_BRIEF_: Rewrite the data as a numbered list with blank lines omitted, starting at the line containing "Return one point per instance of the dog's head, each" and continuing through the end of the data.

_RECORDED DATA_:
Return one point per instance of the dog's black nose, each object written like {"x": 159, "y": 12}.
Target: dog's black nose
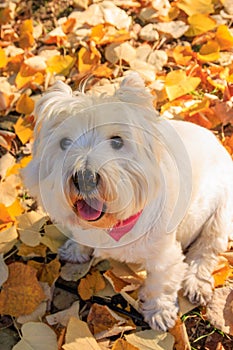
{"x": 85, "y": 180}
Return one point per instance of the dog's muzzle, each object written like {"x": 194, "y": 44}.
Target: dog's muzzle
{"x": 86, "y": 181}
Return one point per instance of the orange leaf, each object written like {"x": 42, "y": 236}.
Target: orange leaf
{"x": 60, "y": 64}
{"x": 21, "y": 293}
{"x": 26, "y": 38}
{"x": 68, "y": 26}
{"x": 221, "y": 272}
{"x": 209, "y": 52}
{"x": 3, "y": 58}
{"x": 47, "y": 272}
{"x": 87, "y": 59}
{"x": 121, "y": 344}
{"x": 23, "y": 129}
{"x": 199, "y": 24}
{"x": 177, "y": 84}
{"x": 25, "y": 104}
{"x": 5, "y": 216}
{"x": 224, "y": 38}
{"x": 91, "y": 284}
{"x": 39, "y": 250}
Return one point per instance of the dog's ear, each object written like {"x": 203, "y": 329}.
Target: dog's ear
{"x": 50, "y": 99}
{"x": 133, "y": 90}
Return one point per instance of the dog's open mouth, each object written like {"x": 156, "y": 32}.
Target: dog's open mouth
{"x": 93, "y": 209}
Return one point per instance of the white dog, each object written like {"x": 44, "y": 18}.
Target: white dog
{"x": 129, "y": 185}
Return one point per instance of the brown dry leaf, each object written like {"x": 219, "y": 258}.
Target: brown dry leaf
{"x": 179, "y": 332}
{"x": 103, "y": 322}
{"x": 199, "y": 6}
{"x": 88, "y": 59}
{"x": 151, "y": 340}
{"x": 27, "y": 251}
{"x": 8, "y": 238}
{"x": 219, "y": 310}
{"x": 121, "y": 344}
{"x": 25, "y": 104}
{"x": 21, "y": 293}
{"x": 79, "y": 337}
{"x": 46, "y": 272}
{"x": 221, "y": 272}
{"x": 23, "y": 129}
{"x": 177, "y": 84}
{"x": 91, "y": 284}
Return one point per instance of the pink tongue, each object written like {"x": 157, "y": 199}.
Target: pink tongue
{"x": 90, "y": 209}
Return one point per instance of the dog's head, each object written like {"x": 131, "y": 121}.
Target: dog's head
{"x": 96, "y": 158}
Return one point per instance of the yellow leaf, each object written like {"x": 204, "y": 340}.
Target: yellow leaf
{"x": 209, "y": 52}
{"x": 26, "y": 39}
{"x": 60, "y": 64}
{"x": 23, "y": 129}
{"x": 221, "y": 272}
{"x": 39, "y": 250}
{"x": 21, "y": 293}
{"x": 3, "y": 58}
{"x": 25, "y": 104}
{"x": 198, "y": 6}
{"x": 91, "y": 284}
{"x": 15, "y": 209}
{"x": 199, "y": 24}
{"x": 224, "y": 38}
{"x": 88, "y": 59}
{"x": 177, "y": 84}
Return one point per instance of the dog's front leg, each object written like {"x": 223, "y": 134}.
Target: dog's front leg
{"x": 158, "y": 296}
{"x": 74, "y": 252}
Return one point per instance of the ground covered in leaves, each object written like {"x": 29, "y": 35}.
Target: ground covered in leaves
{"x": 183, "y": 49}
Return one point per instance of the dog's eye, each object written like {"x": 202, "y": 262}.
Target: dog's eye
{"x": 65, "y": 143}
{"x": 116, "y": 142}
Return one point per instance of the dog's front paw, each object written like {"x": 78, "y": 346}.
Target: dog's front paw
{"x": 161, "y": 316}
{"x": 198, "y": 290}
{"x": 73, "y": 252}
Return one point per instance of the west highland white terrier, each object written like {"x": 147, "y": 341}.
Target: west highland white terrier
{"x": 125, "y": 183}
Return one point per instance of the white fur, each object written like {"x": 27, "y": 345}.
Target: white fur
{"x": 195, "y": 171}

_SOLUTION TO THIS EXERCISE_:
1. Return one point per instance of the dog's head, each object written like {"x": 131, "y": 121}.
2. Target: dog's head
3. {"x": 96, "y": 158}
4. Return one point per instance of the yellow leaf, each object written like {"x": 204, "y": 340}.
5. Target: yellow leaf
6. {"x": 209, "y": 52}
7. {"x": 26, "y": 39}
8. {"x": 60, "y": 64}
9. {"x": 23, "y": 129}
10. {"x": 221, "y": 272}
11. {"x": 39, "y": 250}
12. {"x": 21, "y": 293}
13. {"x": 3, "y": 58}
14. {"x": 25, "y": 104}
15. {"x": 198, "y": 6}
16. {"x": 91, "y": 284}
17. {"x": 15, "y": 209}
18. {"x": 199, "y": 24}
19. {"x": 224, "y": 38}
20. {"x": 88, "y": 59}
21. {"x": 177, "y": 84}
22. Return one point per instance of the dog's front leg, each object written like {"x": 223, "y": 134}.
23. Target: dog's front leg
24. {"x": 158, "y": 296}
25. {"x": 74, "y": 252}
26. Return one point per instance of the ground covered in leaves, each object written like {"x": 29, "y": 35}.
27. Target: ground covered in leaves
28. {"x": 183, "y": 49}
29. Return one point per instance of the dog's eye, each object written like {"x": 202, "y": 262}.
30. Target: dog's eye
31. {"x": 65, "y": 143}
32. {"x": 116, "y": 142}
33. Return one point per instance of the dog's front paw, each object written like {"x": 78, "y": 346}.
34. Target: dog's front paw
35. {"x": 161, "y": 316}
36. {"x": 198, "y": 290}
37. {"x": 73, "y": 252}
38. Return one point per instance of the west highland white terrier, each object written like {"x": 147, "y": 341}.
39. Target: west highland white terrier
40. {"x": 125, "y": 183}
41. Return one point per instance of the white fur, each object written like {"x": 27, "y": 345}.
42. Target: white fur
43. {"x": 195, "y": 171}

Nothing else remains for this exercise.